▽

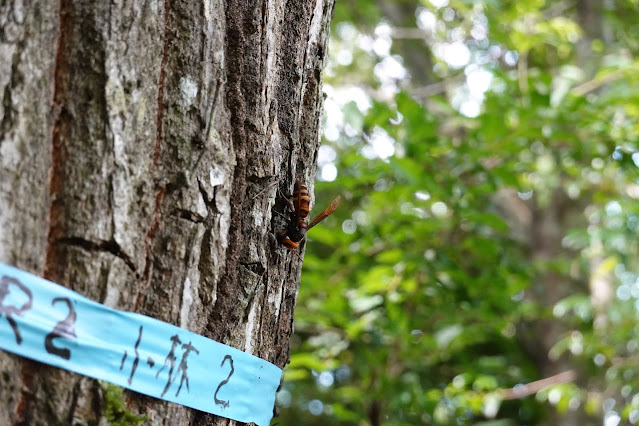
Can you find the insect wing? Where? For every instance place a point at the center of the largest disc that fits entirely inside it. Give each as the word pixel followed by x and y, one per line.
pixel 301 199
pixel 327 211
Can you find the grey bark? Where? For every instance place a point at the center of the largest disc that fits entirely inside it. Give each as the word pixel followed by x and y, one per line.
pixel 141 148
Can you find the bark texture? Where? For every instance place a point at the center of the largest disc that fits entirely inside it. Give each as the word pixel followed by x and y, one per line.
pixel 141 148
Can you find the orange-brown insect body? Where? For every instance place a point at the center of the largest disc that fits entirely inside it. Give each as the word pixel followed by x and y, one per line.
pixel 301 200
pixel 300 208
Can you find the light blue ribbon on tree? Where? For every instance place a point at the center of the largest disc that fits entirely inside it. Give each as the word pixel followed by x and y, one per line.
pixel 49 323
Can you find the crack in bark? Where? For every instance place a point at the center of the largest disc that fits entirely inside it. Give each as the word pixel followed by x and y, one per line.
pixel 108 246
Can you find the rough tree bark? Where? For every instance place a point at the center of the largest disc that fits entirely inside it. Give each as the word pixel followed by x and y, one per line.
pixel 141 148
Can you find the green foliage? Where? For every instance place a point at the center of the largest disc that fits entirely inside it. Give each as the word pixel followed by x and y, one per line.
pixel 467 258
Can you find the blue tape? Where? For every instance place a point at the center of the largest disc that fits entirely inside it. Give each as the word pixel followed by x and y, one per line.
pixel 54 325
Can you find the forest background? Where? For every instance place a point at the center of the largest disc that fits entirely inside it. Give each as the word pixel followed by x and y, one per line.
pixel 486 246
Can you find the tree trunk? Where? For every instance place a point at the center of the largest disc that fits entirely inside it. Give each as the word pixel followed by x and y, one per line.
pixel 142 145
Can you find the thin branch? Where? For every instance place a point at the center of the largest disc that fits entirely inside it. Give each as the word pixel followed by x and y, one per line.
pixel 521 391
pixel 597 82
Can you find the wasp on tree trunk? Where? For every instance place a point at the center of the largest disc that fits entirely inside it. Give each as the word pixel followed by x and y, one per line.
pixel 300 208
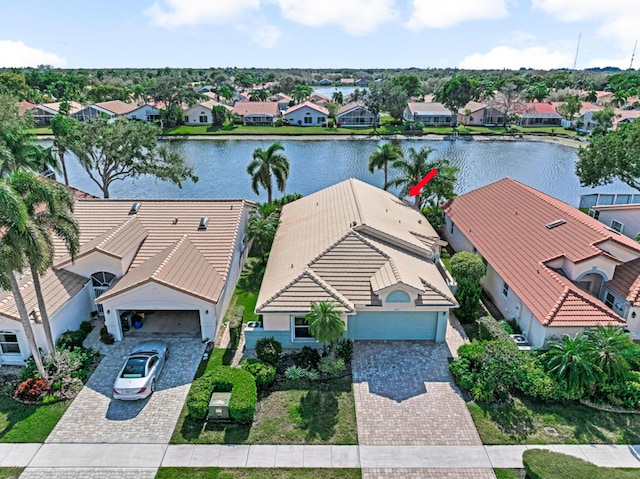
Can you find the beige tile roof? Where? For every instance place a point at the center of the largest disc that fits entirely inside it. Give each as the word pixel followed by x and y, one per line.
pixel 181 266
pixel 106 225
pixel 58 287
pixel 354 238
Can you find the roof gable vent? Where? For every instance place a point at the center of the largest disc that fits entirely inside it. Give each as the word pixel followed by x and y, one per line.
pixel 134 208
pixel 555 224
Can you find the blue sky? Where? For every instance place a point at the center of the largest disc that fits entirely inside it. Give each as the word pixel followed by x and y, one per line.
pixel 319 33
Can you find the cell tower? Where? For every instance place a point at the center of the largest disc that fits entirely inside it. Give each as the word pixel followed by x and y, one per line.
pixel 575 60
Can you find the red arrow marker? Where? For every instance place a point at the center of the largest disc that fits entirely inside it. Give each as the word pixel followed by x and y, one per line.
pixel 415 190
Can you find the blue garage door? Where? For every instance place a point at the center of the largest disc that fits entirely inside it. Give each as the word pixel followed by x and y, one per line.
pixel 393 326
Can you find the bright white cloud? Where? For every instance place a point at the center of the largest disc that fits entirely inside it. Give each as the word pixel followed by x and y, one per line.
pixel 513 58
pixel 177 13
pixel 17 54
pixel 618 19
pixel 445 14
pixel 356 17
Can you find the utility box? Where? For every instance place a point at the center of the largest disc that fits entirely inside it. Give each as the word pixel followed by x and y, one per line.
pixel 219 406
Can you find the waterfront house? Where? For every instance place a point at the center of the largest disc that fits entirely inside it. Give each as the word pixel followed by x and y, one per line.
pixel 552 268
pixel 372 255
pixel 307 114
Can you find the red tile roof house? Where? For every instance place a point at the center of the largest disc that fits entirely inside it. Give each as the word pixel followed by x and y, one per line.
pixel 307 114
pixel 257 113
pixel 538 114
pixel 551 267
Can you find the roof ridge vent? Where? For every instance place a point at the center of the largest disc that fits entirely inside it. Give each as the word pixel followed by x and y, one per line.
pixel 555 223
pixel 134 207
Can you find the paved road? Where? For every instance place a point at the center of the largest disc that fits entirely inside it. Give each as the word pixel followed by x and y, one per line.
pixel 94 417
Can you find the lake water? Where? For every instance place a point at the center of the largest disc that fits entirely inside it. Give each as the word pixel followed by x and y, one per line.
pixel 221 166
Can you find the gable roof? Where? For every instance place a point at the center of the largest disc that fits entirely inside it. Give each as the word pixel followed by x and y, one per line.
pixel 256 108
pixel 351 240
pixel 308 104
pixel 506 222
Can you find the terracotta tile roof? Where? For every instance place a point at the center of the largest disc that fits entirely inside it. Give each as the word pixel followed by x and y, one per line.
pixel 58 287
pixel 308 104
pixel 256 108
pixel 118 107
pixel 626 281
pixel 347 242
pixel 106 225
pixel 506 222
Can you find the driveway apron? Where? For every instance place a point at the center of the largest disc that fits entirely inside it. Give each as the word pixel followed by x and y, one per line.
pixel 95 417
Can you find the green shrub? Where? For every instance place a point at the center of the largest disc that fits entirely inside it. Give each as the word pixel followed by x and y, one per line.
pixel 240 383
pixel 269 350
pixel 344 350
pixel 264 373
pixel 489 329
pixel 306 357
pixel 236 319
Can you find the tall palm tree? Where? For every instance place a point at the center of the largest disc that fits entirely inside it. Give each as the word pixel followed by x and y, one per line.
pixel 20 234
pixel 50 206
pixel 266 163
pixel 385 154
pixel 571 361
pixel 325 322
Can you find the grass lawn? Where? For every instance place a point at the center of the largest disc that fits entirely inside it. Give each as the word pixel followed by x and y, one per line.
pixel 257 473
pixel 14 472
pixel 291 413
pixel 523 422
pixel 552 465
pixel 22 423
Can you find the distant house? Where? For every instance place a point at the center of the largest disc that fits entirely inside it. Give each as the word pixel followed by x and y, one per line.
pixel 433 114
pixel 307 114
pixel 257 113
pixel 356 114
pixel 360 248
pixel 552 268
pixel 200 114
pixel 43 113
pixel 538 114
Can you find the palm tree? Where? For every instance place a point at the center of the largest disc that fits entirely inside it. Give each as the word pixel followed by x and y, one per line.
pixel 571 361
pixel 50 206
pixel 611 345
pixel 381 158
pixel 266 163
pixel 20 234
pixel 325 322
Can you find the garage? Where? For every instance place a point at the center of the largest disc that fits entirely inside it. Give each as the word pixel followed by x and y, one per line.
pixel 174 323
pixel 393 326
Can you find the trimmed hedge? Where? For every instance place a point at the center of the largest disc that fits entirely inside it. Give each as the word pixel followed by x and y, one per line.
pixel 240 383
pixel 236 319
pixel 489 329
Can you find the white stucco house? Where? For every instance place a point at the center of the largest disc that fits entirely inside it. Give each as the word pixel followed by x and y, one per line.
pixel 307 114
pixel 361 248
pixel 174 261
pixel 551 267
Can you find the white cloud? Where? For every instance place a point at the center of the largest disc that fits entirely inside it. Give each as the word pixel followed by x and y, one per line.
pixel 177 13
pixel 356 17
pixel 445 14
pixel 17 54
pixel 513 58
pixel 618 19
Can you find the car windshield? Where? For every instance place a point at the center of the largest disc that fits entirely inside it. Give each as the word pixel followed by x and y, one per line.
pixel 134 368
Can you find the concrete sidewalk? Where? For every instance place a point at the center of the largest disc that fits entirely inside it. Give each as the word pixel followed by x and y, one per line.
pixel 126 457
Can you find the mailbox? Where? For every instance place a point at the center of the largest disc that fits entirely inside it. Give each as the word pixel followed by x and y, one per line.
pixel 219 406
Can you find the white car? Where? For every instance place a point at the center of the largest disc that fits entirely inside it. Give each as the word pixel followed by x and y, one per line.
pixel 138 377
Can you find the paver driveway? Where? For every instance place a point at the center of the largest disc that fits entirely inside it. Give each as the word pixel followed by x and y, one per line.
pixel 94 417
pixel 405 395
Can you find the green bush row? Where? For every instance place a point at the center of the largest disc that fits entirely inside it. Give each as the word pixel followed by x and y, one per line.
pixel 240 383
pixel 236 319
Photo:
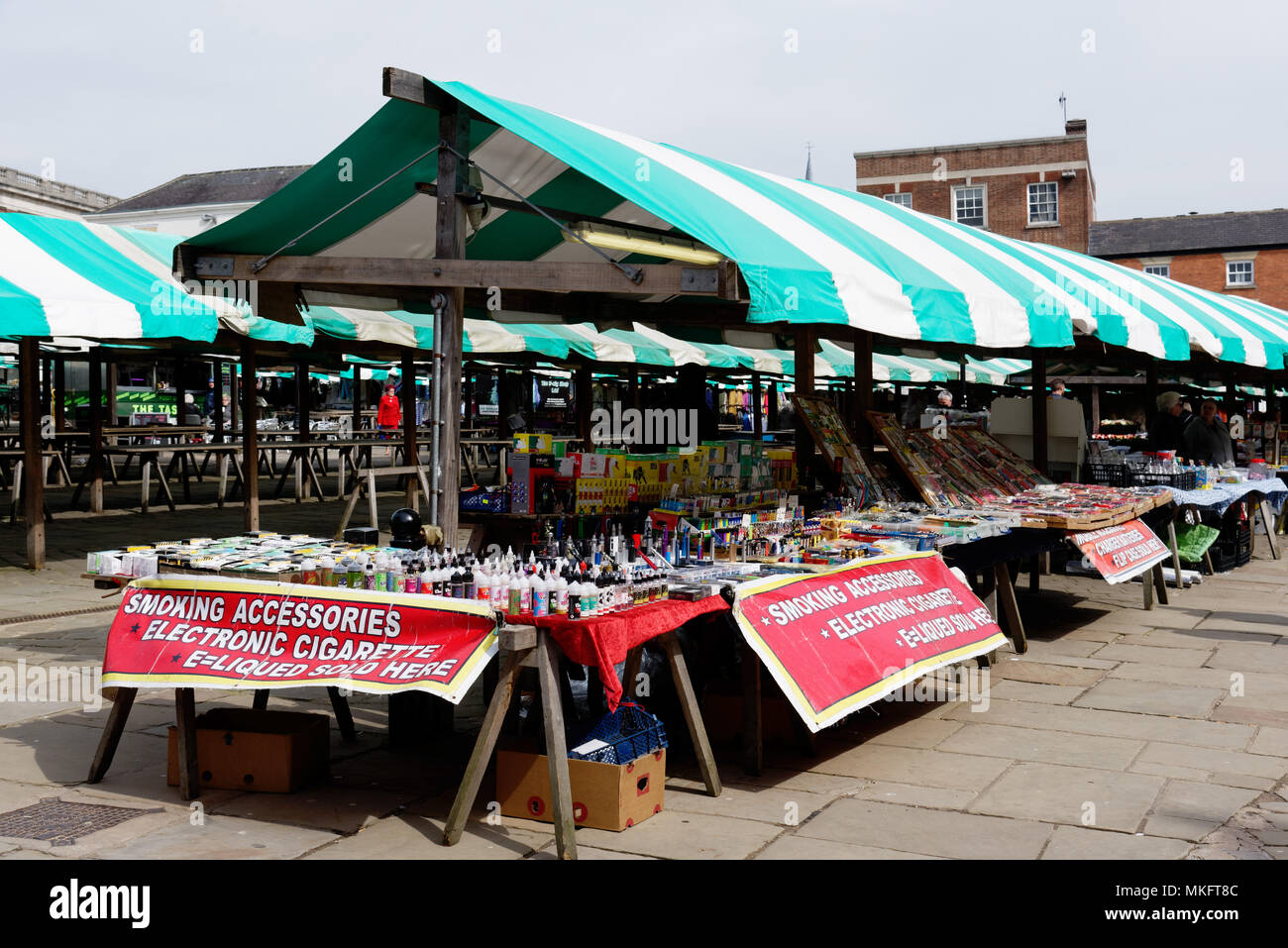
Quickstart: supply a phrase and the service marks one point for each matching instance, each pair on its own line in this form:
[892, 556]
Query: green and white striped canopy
[809, 254]
[71, 278]
[85, 281]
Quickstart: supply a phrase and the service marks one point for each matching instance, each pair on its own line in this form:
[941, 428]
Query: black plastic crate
[1109, 474]
[1180, 480]
[1229, 554]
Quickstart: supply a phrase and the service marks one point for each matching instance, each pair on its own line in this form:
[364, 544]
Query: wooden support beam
[95, 433]
[859, 427]
[454, 128]
[387, 274]
[47, 386]
[804, 386]
[1039, 411]
[250, 437]
[59, 393]
[359, 389]
[33, 467]
[408, 398]
[585, 397]
[410, 86]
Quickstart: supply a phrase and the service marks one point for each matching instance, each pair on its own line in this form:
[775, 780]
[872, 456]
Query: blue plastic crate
[629, 732]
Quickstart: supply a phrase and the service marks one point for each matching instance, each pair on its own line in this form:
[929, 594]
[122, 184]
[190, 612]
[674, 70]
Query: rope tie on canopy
[632, 273]
[265, 261]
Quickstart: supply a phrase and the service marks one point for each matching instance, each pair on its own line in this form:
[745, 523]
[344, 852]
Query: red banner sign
[1124, 552]
[184, 631]
[838, 640]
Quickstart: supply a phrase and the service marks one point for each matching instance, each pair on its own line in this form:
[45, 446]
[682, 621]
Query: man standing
[1207, 440]
[1164, 428]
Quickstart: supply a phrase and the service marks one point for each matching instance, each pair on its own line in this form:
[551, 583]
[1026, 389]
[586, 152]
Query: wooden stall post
[1039, 417]
[410, 451]
[804, 386]
[859, 427]
[95, 433]
[47, 386]
[217, 371]
[250, 437]
[357, 398]
[33, 469]
[585, 395]
[111, 393]
[59, 394]
[454, 132]
[233, 401]
[301, 428]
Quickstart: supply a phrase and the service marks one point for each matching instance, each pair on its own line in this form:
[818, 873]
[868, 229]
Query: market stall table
[1258, 497]
[600, 642]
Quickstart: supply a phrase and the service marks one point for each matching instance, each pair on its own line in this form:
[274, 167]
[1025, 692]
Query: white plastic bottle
[561, 595]
[540, 595]
[524, 595]
[500, 591]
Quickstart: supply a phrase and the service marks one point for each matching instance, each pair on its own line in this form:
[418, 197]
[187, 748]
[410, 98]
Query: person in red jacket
[389, 414]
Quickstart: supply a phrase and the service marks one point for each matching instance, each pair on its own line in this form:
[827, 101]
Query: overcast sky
[1180, 97]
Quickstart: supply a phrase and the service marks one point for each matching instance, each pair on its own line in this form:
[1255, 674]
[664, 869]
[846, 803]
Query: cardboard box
[266, 751]
[604, 796]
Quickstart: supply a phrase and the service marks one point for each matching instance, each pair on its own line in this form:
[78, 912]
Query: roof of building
[236, 185]
[1077, 130]
[1228, 231]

△

• [What you need to do]
None of the lines before the one containing "Query: market stall table" belong in the answer; reproduce that line and all later lines of the records exactly.

• [Output]
Query: market stall table
[1258, 497]
[600, 642]
Quickstart: supply a phrase and the service marks one point for each matching instance, each pair on its own line in this form:
[274, 167]
[1025, 692]
Query: white plastic bottle
[561, 595]
[540, 595]
[524, 595]
[500, 591]
Quickstart: supply a phrase and the service marks one point for each matching instance, each pair on its own line in this form:
[418, 197]
[187, 748]
[410, 98]
Query: person in red jacket
[389, 414]
Quickstart: supply a phrase and the service marks one point for each matching instance, each pair on its own line in this form:
[827, 101]
Query: overcast sky
[1180, 97]
Quickstart: supply a phrase and the service marks one point for each matching instance, each pair on its own line in this form:
[1255, 674]
[664, 869]
[846, 803]
Query: cardboard box
[266, 751]
[604, 796]
Quickstart: supply a phrase and the service marks one point for each matching instance, each pair on its own line in this form:
[78, 912]
Query: roof of building
[236, 185]
[1077, 130]
[1228, 231]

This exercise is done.